What you should do: Reproduce the data character for character, from its first line through the line containing "negative clicks: (638, 405) (154, 351)", including that line.

+ + + + +

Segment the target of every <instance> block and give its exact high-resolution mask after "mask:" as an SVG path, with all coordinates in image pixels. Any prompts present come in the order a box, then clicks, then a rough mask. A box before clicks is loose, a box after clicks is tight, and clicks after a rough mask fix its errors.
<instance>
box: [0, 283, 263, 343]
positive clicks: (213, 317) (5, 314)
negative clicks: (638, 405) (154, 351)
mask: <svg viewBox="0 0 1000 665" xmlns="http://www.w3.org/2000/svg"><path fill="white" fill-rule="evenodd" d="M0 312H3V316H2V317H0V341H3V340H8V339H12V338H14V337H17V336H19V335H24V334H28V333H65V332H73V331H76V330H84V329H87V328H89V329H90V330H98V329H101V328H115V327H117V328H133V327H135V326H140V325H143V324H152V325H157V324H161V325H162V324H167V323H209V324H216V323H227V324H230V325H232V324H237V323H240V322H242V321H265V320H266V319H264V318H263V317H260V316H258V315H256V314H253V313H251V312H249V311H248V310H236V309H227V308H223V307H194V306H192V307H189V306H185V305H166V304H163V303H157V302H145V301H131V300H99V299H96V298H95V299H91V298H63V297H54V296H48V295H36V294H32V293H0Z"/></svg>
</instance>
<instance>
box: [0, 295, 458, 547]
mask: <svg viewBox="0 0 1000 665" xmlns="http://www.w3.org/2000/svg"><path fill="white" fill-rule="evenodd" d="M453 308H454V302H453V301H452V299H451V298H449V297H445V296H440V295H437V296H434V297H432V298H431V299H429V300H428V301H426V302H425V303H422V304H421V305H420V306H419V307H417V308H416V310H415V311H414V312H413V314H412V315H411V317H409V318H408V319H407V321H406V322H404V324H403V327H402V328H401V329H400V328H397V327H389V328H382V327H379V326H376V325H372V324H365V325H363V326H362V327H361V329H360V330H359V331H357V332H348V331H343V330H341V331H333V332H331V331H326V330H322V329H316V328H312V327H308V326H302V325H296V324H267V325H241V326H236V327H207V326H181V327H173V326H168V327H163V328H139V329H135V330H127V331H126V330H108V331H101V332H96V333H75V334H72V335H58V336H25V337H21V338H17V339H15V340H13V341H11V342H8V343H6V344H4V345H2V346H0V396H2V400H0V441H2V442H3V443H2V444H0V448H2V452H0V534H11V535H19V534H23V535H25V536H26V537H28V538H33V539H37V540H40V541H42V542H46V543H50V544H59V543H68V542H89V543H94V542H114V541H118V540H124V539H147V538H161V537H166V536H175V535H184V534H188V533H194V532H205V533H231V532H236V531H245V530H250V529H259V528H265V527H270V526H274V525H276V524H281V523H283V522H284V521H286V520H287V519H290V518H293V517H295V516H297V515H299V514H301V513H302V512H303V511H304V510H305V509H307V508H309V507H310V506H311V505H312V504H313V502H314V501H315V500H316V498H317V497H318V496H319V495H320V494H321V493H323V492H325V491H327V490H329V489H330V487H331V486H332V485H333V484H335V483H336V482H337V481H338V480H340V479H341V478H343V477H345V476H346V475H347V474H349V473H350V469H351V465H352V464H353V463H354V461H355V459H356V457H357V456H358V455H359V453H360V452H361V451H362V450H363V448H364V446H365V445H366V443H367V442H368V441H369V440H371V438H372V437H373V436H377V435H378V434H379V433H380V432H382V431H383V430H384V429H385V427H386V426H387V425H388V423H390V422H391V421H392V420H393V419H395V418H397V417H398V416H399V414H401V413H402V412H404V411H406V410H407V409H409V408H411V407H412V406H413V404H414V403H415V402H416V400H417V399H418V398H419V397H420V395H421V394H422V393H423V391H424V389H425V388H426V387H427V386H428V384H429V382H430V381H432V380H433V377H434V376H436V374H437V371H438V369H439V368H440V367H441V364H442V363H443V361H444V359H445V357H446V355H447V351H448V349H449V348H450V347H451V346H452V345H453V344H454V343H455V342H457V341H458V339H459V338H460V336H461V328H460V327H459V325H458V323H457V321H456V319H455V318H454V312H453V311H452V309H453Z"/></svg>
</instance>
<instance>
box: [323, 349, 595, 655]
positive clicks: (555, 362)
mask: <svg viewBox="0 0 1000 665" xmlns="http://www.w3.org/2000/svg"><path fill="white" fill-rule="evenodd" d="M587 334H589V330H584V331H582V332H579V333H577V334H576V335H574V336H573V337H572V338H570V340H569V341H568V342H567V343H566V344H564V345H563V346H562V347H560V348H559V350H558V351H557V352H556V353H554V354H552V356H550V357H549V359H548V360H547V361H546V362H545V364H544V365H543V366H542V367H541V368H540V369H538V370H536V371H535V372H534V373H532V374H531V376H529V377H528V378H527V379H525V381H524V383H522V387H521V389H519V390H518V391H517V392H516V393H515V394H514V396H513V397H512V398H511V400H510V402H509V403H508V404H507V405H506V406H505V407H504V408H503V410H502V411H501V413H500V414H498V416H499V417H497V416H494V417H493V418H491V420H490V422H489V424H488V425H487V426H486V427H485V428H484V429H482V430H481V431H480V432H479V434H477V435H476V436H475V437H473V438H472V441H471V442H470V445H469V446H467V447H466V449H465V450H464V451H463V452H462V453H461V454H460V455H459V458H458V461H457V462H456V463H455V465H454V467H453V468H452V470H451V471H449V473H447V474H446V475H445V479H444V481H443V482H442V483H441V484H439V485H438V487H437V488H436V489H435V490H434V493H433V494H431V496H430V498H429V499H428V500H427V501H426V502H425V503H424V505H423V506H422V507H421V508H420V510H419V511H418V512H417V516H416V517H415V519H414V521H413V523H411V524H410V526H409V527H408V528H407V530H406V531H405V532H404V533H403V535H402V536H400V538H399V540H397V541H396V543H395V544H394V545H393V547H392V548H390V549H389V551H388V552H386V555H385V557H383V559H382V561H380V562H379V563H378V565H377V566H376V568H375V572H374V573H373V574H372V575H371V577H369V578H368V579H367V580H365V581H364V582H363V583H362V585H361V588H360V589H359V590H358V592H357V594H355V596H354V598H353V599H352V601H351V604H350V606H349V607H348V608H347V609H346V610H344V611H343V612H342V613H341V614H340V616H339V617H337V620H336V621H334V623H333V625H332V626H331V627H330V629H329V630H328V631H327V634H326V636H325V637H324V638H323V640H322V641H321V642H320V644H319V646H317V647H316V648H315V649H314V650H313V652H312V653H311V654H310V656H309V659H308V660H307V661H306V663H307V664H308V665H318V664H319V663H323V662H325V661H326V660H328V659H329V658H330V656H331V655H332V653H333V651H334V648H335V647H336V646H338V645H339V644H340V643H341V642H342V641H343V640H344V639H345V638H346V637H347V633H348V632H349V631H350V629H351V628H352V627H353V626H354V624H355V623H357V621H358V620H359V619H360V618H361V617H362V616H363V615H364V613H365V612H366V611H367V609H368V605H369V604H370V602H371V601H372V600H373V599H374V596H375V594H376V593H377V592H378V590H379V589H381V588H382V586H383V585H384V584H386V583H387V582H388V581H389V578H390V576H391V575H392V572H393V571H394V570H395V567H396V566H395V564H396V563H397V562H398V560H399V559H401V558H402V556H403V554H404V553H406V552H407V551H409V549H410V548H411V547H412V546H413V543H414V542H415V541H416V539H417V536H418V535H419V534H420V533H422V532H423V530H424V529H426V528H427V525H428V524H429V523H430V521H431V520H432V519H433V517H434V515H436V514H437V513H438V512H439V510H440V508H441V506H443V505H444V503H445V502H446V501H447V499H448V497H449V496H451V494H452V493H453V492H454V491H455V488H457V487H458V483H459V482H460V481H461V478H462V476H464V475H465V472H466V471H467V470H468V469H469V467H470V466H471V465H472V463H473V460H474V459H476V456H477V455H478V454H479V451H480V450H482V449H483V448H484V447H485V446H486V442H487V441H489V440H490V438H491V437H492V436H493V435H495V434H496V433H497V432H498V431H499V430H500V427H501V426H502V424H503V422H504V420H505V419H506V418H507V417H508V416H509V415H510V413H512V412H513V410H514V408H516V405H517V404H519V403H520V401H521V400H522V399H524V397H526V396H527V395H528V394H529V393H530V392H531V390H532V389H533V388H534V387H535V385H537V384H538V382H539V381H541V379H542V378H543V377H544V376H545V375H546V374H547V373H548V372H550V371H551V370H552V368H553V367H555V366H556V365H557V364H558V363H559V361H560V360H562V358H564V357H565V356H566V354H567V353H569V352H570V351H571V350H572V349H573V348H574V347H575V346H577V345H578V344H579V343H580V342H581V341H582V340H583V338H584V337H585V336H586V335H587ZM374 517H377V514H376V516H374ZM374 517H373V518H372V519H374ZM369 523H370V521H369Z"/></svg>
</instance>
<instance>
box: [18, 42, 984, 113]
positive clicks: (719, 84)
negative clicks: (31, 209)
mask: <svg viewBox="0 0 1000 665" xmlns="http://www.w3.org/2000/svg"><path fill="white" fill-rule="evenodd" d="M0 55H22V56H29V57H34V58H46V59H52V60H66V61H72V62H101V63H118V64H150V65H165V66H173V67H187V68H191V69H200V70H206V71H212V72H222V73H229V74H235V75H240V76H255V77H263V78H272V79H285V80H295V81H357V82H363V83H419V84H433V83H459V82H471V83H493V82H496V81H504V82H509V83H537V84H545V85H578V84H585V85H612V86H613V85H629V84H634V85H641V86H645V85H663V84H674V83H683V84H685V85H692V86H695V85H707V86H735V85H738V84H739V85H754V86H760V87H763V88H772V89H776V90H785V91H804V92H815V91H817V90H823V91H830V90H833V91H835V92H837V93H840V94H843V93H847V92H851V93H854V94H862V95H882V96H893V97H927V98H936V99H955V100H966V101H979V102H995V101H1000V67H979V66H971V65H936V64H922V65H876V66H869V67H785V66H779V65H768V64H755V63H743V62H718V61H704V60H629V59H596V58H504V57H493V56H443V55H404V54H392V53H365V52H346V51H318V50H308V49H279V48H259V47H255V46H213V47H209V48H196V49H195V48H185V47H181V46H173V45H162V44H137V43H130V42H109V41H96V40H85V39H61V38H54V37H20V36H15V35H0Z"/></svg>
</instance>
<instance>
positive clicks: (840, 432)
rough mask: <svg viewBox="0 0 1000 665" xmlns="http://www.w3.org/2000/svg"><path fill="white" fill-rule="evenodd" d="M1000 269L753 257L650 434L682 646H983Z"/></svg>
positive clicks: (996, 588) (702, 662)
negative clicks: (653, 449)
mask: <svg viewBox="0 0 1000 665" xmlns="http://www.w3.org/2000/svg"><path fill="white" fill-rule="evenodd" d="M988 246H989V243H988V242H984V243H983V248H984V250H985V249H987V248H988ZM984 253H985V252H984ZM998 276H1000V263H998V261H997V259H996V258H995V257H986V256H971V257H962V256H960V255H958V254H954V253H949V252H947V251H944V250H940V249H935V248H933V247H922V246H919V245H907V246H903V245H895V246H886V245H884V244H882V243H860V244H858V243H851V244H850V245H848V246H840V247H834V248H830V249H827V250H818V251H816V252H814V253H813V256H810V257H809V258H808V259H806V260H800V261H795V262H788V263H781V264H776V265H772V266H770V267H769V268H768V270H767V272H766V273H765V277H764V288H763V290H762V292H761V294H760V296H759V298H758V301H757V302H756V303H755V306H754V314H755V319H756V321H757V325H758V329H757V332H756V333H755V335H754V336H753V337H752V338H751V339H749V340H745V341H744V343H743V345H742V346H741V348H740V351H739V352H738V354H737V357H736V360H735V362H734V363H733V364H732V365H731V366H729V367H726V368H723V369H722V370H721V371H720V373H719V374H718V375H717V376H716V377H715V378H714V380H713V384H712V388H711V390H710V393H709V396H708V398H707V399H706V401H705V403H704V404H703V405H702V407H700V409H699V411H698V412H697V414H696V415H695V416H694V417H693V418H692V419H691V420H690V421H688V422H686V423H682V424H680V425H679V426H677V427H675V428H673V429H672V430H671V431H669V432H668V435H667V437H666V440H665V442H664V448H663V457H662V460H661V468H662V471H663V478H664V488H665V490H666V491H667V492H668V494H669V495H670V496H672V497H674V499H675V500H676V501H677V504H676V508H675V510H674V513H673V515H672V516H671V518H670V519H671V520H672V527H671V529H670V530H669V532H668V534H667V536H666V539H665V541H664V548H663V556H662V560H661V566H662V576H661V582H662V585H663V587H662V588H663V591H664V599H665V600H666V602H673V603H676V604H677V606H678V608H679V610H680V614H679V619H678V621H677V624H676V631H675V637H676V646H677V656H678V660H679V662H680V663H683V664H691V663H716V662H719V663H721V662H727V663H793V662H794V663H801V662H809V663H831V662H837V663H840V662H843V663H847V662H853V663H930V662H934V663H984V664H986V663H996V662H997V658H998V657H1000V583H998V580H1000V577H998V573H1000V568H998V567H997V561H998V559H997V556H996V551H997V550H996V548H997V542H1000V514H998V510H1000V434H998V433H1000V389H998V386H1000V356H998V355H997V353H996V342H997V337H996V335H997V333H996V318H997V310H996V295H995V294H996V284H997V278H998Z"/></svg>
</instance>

+ + + + +

Output of the task:
Segment the target of every <instance> block and give its exact high-resolution mask after "mask:" as an SVG path, with all coordinates in image pixels. Any prompts present come in the order a box, then clicks, then a rough mask. A box before clicks is loose, a box after clicks is tight, and clicks after a rough mask fix its errors.
<instance>
box: [0, 283, 263, 343]
positive clicks: (213, 317) (5, 314)
negative clicks: (638, 405) (154, 351)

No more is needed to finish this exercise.